- [AIM OF THE TASK]:
Gather every line that contains the word "lamp" and copy each one.

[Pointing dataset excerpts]

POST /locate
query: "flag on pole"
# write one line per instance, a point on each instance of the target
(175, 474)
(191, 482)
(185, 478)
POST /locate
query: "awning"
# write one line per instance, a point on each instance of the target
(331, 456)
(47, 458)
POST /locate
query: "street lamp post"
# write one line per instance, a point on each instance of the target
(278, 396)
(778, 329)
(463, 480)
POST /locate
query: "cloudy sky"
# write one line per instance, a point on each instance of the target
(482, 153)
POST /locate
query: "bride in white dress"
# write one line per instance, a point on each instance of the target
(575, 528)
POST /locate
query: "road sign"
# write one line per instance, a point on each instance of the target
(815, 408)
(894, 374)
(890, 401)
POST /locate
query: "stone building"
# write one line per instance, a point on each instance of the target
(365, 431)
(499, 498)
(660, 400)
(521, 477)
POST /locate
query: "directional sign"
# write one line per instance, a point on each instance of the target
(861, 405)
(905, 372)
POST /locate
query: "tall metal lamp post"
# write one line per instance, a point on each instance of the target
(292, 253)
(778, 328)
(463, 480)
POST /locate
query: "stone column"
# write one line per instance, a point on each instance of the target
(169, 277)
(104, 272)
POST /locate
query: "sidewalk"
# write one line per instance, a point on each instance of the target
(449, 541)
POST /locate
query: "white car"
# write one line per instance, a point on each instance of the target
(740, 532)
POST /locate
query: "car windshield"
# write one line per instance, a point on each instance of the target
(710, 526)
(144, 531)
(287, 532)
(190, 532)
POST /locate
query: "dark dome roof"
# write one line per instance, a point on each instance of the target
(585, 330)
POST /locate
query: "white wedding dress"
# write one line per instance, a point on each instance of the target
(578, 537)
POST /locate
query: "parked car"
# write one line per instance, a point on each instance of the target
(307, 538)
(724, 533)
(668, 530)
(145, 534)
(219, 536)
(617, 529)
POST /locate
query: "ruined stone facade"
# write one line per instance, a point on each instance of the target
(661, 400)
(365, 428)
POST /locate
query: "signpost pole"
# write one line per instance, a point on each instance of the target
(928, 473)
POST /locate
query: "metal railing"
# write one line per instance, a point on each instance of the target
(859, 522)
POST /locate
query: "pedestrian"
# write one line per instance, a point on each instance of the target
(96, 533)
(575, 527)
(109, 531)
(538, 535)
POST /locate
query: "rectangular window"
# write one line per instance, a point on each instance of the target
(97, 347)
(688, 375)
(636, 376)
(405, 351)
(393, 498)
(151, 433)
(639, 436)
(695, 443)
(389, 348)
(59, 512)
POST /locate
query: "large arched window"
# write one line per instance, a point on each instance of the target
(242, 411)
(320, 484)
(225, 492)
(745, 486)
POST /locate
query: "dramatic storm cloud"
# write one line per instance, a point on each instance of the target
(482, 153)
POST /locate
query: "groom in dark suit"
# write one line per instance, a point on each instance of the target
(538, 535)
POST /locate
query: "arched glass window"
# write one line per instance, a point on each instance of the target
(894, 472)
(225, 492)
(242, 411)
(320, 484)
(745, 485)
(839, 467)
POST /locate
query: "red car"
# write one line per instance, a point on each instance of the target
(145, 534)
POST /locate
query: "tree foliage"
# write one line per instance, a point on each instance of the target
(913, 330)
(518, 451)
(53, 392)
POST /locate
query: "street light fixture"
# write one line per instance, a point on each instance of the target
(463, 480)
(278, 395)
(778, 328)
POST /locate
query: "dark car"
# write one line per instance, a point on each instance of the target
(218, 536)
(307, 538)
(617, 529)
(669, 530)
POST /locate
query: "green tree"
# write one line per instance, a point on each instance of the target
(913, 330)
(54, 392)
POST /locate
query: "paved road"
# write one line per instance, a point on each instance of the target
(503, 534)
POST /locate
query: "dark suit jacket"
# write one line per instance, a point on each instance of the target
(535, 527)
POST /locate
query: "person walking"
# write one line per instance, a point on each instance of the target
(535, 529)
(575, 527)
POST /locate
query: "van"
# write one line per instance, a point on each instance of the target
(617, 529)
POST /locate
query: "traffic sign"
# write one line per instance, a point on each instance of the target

- [SOLVED EXERCISE]:
query: "street lamp post"
query: "tall metal lamp post"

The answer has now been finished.